» Work required: Can you reproduce, word for word, the part of the manga review that opens with the words containing "Ponta ‘s utter" and closes with "puzzle Western readers."?

» Passage:
■ ■ ■ ■ ■

By Sarah Ash (2006-03-17)


Author Sarah Ash once again delves into the world of Manga, looking at the theme of mutliple or alternate personalities.


High school romance, with all its sexual tensions and misunderstandings, is one of the most common themes of shojo manga written by female mangaka. Intriguing differences are revealed, however, when a high school romance is tackled by a male mangaka. All the young protagonists in these series have problems with alternate personalities which turn their lives upside down. None more so than Ponta in Satomi Izekawa’s prize-winning ‘Guru Guru Pon-chan’. Ponta is a playful Labrador retriever puppy who turns into a girl after swallowing Grandpa Koizuma’s latest invention. Grandpa has developed the ‘Guru Guru Bone’ (later referred to as the ‘Chit-Chat Bone’) and hopes to make his fortune by creating a talking dog – but he is unaware at first that his invention has produced a very different result. Cue an escalating series of misunderstandings when Ponta, who still thinks and behaves like a dog (pooping freely, scratching, and licking her owners with effusive enthusiasm), has to learn to speak and behave like a human. Suddenly she finds herself in competition with her teenage owner Yuka for the affections of good-looking Mirai Iwaki, the most popular boy at high school, who also happens to be working as the family’s gardener in his spare time. It was Mirai, after all, who rescued Ponta the puppy when she ran into the path of an oncoming car and since that day she has adored him with all the devotion a dog can lavish on her favourite human.

Ponta ‘s utter bafflement at the complicated ways in which humans behave towards each other is particularly touching. And Izekawa is not afraid to deal with all the aspects of doggy behaviour that are singularly inappropriate in a girl, such as sniffing the class representative’s outstretched hand when being introduced on her first day at school, or leaping on the table and stuffing herself with any available food in the cafeteria. Yet the transformation is not permanent and Ponta slips between her human and dog forms by licking the Guru Guru Bone. When the bone goes missing, complications and heartbreak ensue. As with all the other excellent Del Rey manga translations, there are fascinating notes at the back explaining cultural references, which might otherwise puzzle Western readers.

‘Guru Guru Pon-Chan’ is a whimsical and charming contemporary fairy tale. Will Mirai-kun guess Ponta’s secret? Will it affect his feelings for her? Will the sudden appearance of Mirai’s glamorous ex-girlfriend Hana ruin their chances of romance? When the Guru Guru Bone goes missing, is Ponta doomed to stay a dog forever?

■ ■ ■ ■ ■

» Data lines:
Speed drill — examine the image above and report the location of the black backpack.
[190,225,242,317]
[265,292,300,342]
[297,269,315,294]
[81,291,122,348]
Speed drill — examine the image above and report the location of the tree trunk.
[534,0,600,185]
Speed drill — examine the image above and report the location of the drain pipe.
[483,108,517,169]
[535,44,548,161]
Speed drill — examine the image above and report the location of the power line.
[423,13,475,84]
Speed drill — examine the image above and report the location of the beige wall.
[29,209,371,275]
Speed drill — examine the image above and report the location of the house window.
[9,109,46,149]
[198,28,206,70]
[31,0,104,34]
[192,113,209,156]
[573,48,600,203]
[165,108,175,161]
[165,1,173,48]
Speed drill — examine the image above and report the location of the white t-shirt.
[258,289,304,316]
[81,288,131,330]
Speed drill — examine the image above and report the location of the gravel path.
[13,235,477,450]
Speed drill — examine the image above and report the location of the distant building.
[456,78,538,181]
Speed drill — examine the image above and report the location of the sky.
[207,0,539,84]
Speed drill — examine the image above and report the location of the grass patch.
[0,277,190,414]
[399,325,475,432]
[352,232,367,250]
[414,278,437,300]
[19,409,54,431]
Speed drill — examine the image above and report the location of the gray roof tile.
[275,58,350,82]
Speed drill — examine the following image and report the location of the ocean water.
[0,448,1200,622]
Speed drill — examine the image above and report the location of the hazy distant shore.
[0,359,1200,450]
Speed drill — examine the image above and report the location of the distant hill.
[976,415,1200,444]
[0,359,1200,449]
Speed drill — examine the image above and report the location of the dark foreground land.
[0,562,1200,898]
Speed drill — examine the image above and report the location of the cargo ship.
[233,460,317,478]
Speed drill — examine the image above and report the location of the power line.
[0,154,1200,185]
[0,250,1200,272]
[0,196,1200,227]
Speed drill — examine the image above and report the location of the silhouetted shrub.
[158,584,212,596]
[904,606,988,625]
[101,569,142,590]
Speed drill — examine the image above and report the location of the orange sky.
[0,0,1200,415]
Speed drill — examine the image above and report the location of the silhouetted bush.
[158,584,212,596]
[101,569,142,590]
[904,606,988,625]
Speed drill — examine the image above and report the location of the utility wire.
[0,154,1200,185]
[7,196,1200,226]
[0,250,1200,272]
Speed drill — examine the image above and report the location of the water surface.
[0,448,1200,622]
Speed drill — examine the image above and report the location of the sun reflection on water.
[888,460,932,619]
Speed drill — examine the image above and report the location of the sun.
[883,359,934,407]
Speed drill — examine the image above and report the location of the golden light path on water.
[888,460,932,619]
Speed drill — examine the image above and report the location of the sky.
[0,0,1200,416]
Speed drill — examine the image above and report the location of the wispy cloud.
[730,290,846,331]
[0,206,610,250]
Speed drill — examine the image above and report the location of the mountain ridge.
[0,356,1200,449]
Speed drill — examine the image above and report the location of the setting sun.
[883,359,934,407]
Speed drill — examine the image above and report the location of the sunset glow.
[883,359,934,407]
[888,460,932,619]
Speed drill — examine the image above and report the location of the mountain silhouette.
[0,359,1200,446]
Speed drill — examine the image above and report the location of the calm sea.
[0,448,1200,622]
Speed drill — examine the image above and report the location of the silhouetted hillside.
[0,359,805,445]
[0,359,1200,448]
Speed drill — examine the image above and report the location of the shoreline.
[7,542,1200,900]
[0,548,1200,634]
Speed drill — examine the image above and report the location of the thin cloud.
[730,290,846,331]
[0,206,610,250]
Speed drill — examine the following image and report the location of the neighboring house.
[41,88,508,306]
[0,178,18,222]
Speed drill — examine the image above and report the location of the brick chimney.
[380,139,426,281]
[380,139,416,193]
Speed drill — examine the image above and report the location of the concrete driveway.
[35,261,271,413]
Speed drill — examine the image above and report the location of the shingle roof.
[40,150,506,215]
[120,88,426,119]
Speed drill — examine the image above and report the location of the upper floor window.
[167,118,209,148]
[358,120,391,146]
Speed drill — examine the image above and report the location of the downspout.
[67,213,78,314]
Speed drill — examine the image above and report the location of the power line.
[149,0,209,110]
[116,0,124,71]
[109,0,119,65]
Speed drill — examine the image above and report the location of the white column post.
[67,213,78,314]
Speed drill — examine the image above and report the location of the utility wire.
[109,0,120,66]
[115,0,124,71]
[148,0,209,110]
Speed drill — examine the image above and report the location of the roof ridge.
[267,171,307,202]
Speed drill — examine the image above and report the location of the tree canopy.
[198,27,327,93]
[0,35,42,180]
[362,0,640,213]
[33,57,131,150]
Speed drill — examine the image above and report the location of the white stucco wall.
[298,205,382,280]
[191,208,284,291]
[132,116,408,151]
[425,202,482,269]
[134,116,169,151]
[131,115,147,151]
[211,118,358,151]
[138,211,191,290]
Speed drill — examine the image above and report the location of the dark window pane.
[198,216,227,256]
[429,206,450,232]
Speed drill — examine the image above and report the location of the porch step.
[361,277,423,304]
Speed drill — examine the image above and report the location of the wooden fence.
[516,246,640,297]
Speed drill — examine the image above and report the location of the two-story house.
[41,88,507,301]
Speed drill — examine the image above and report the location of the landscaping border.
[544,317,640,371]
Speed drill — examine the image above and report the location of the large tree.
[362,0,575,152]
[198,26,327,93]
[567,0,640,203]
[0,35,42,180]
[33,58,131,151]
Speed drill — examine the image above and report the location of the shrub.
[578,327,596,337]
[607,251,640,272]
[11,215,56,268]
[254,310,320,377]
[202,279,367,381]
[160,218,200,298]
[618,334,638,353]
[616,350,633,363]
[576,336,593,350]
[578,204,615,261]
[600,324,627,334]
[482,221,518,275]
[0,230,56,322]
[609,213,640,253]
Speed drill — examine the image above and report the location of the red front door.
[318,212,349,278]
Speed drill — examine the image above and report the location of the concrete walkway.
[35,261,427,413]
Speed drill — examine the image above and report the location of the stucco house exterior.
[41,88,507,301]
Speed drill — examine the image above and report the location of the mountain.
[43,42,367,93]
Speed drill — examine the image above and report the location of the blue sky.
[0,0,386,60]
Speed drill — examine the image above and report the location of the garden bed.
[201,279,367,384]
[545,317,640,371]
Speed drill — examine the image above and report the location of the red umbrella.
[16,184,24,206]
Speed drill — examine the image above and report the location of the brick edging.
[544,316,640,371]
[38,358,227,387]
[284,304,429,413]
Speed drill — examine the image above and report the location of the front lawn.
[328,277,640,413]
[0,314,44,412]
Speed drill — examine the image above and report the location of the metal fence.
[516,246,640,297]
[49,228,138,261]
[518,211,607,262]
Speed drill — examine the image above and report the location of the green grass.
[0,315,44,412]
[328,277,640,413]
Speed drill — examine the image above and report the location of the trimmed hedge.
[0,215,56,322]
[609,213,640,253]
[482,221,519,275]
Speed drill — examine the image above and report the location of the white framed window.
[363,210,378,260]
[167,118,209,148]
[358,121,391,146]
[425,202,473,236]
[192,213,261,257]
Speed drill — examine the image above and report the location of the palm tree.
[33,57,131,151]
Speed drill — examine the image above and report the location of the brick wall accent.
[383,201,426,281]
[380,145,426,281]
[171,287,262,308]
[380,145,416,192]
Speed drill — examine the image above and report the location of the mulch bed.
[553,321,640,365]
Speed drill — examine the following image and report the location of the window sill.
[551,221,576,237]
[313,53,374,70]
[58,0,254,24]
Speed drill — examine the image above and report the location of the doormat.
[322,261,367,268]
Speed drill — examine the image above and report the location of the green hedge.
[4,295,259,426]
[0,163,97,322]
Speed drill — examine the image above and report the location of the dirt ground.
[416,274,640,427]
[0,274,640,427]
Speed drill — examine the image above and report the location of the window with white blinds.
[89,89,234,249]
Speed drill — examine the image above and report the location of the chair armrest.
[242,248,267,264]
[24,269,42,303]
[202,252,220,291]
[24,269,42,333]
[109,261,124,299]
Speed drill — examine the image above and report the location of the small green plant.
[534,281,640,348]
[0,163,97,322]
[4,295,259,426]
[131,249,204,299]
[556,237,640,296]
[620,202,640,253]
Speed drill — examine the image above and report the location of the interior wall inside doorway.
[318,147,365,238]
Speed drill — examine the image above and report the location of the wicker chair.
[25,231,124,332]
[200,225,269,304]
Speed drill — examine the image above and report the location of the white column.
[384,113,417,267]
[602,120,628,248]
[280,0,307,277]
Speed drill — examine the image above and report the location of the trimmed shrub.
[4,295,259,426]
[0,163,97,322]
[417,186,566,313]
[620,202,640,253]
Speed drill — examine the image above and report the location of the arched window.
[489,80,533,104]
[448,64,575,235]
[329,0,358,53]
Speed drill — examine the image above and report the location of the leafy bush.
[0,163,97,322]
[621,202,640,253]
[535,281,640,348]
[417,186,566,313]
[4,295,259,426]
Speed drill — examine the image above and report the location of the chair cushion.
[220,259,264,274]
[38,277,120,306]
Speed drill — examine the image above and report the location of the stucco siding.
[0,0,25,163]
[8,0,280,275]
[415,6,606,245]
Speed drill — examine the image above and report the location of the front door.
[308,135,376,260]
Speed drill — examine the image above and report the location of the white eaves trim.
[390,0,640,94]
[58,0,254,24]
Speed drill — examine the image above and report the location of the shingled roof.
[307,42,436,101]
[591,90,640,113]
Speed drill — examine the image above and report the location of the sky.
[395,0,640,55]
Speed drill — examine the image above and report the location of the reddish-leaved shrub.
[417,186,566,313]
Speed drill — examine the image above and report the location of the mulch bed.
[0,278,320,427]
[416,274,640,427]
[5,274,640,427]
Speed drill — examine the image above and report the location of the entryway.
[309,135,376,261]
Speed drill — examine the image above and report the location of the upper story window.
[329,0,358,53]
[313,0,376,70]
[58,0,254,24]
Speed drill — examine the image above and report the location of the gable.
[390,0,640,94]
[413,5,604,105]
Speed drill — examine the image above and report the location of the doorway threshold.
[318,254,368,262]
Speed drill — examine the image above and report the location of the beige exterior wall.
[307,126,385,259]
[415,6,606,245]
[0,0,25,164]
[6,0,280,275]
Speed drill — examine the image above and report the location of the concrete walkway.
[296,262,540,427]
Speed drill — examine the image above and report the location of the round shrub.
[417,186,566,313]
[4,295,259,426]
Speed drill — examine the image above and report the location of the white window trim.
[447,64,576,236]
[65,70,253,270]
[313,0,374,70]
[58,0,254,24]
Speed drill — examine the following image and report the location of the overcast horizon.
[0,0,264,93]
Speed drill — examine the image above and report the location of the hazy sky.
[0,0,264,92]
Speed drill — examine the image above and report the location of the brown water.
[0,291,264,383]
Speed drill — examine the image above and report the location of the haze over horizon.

■ ■ ■ ■ ■

» Task response:
Ponta ‘s utter bafflement at the complicated ways in which humans behave towards each other is particularly touching. And Izekawa is not afraid to deal with all the aspects of doggy behaviour that are singularly inappropriate in a girl, such as sniffing the class representative’s outstretched hand when being introduced on her first day at school, or leaping on the table and stuffing herself with any available food in the cafeteria. Yet the transformation is not permanent and Ponta slips between her human and dog forms by licking the Guru Guru Bone. When the bone goes missing, complications and heartbreak ensue. As with all the other excellent Del Rey manga translations, there are fascinating notes at the back explaining cultural references, which might otherwise puzzle Western readers.